ACTIVITY
Every entry, from first to last, is to be written out exactly.
GIVEN DATA Start Marker
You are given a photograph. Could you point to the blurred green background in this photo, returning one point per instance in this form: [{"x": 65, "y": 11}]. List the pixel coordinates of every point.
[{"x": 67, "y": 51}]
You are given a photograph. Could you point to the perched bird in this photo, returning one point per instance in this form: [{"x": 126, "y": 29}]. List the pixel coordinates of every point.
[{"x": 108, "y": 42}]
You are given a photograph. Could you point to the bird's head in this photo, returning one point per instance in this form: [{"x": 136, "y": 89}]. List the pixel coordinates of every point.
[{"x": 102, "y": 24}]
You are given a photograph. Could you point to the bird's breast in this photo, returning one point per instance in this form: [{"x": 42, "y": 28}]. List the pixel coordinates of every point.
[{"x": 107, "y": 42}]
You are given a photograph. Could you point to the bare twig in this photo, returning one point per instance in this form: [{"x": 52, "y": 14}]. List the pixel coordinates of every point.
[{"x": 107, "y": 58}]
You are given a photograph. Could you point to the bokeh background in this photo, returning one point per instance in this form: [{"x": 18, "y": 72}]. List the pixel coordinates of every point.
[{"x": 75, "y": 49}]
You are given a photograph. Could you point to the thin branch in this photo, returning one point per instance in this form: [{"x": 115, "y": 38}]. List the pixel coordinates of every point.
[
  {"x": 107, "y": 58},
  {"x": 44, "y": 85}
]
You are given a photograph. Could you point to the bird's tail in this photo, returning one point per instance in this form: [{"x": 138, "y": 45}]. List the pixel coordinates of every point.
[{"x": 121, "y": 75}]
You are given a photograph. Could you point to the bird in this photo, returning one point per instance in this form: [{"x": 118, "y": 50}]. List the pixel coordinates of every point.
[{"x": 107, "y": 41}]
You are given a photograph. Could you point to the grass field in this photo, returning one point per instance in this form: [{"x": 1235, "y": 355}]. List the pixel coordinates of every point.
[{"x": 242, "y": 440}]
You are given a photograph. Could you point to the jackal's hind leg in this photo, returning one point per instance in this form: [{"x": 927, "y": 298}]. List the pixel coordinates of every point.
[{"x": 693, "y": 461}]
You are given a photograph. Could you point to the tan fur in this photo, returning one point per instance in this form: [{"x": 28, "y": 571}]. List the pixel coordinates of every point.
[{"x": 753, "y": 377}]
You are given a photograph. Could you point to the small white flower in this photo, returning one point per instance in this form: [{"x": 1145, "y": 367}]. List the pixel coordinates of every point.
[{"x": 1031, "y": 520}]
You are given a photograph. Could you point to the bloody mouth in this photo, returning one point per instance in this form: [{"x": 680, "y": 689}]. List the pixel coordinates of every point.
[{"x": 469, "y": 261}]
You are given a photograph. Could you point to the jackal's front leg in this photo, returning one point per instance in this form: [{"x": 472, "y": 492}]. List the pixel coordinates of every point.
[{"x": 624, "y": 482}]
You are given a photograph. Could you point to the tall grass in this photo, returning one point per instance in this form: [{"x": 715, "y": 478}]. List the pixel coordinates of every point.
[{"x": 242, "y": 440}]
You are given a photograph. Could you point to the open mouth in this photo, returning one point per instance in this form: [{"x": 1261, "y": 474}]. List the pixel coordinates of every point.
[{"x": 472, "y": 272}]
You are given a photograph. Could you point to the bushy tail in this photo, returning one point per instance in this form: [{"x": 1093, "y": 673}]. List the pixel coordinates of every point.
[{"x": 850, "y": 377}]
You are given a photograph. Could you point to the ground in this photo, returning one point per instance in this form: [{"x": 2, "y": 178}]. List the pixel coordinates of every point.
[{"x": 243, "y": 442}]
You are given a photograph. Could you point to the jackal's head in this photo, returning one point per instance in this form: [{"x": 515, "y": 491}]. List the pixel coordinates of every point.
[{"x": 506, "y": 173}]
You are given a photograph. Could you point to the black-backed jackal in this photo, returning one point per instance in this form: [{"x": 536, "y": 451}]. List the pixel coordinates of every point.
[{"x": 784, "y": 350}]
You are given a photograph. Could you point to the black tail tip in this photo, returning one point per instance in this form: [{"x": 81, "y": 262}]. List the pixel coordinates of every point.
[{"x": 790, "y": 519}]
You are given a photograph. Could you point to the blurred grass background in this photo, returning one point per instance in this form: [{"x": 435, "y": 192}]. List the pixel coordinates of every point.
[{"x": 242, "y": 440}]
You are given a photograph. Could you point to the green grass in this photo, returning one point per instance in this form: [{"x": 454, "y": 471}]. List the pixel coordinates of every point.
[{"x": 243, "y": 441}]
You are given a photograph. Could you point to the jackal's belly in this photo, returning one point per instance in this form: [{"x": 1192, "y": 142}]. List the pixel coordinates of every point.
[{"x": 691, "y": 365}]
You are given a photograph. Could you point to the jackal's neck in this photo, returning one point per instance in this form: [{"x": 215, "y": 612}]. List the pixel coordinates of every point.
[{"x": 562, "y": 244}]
GIVEN DATA End Marker
TASK SOLUTION
You are given a photograph. Could you point to the blurred green background in this photo, returning one point per instance in this form: [{"x": 65, "y": 11}]. List the pixel coordinates of every point.
[{"x": 67, "y": 51}]
You are given a photograph. Could you point to the perched bird in this photo, returning one point per instance in this form: [{"x": 126, "y": 29}]. List the pixel coordinates of every point.
[{"x": 108, "y": 42}]
You are given a photograph. Could you point to the bird's head in this photo, returning one point per instance in this form: [{"x": 136, "y": 89}]. List the pixel coordinates of every point.
[{"x": 102, "y": 24}]
You are given a photograph. Could you point to the bird's breast in this photo, returning one point per instance in this form: [{"x": 42, "y": 28}]. List the pixel coordinates of every point.
[{"x": 107, "y": 42}]
You are given a photograph. Could you point to the bare twig in this photo, returning one point per instance in this form: [{"x": 52, "y": 14}]. List the pixel coordinates of every point.
[{"x": 107, "y": 58}]
You are given a photograph. Could you point to the bokeh background in this photo, returning one point per instance in this form: [{"x": 18, "y": 72}]. List the pixel coordinates of every point.
[{"x": 75, "y": 49}]
You are given a photograph. Could you point to the thin branch in this photo, returning one point per instance in this form: [{"x": 115, "y": 38}]. List the pixel coordinates of every point.
[
  {"x": 107, "y": 58},
  {"x": 44, "y": 85}
]
You are given a photograph. Could you point to the bird's tail in this photo, returning one point per instance in this form: [{"x": 138, "y": 45}]. List the pixel coordinates of every point.
[{"x": 121, "y": 75}]
You are given a photograph. Could you point to the bird in this photo, returning one point per instance in this form: [{"x": 118, "y": 50}]. List the pixel coordinates of every point.
[{"x": 107, "y": 41}]
You are given a photograph. Could you point to the grass field in this photo, returning one point per instance in this form: [{"x": 1235, "y": 355}]. List the pixel coordinates of every point.
[{"x": 242, "y": 440}]
You are given a photograph. Could you point to the jackal's hind leg in this photo, returning one point per instance in this form: [{"x": 927, "y": 298}]. List the pixel coordinates of every point.
[{"x": 693, "y": 461}]
You are given a photograph. Could you point to the tan fur in this photo, returning one point per instance in this form: [{"x": 28, "y": 571}]. List the pixel coordinates of every point.
[{"x": 753, "y": 377}]
You are given a photograph. Could you point to the small white flower in this photo, returning one point per instance in this form: [{"x": 1145, "y": 367}]. List the pixel coordinates of every point.
[{"x": 1031, "y": 520}]
You are given a photograph. Could you point to the bloody mouth in this photo, returning one point per instance in this form: [{"x": 680, "y": 689}]. List the pixel coordinates of every point.
[{"x": 469, "y": 261}]
You are given a photograph. Could you point to the jackal's front leg in this photo, returning one point per instance in this form: [{"x": 472, "y": 492}]. List the pixel coordinates of every point.
[{"x": 624, "y": 482}]
You are given a photograph. Could you point to the tall grass in this photo, returning one point per instance in this form: [{"x": 715, "y": 478}]. List the pixel coordinates of every point.
[{"x": 242, "y": 440}]
You are given a photograph. Could you point to the open mouth in this photo, returning one point per instance in this form: [{"x": 1261, "y": 474}]. List the pixel coordinates of every point.
[{"x": 472, "y": 272}]
You are given a photograph. Could you point to the bushy tail in this photo, returning one point per instance in this form: [{"x": 1093, "y": 673}]. List the pixel coordinates of every point.
[{"x": 850, "y": 377}]
You are given a photograph. Could you point to the ground in this photo, returning one point per instance in this form: [{"x": 2, "y": 178}]. List the pixel coordinates of every point.
[{"x": 243, "y": 442}]
You are given a photograph. Could you point to the jackal's head in this photo, returning one point per instance in this form: [{"x": 515, "y": 491}]. List the pixel coordinates of every point.
[{"x": 506, "y": 173}]
You are given a photograph. Could you point to the black-backed jackal in this photo, returning one point per instance in this form: [{"x": 536, "y": 451}]. List the pixel coordinates of every point.
[{"x": 784, "y": 350}]
You are given a photograph. Could you point to the black tail tip in this photo, returning one point per instance in this form: [{"x": 81, "y": 262}]. List the pixel coordinates of every point.
[{"x": 790, "y": 519}]
You are given a photograph. Could you point to the blurred grass background in this photo, returning one point per instance in this form: [{"x": 435, "y": 192}]. List the pixel coordinates of every point.
[{"x": 242, "y": 440}]
You are given a photograph. Could you point to the green grass in this photo, returning one point per instance in this form: [{"x": 454, "y": 471}]. List the pixel coordinates of every point.
[{"x": 243, "y": 441}]
You are given a photograph. Could you point to the jackal's belly in this photo, returning one point per instance in this form: [{"x": 1192, "y": 142}]. List the pixel coordinates of every point.
[{"x": 691, "y": 365}]
You are given a photograph. Could you point to the jackal's neck in this photo, returning one point per instance in this form: [{"x": 215, "y": 612}]. List the pixel coordinates of every point.
[{"x": 562, "y": 244}]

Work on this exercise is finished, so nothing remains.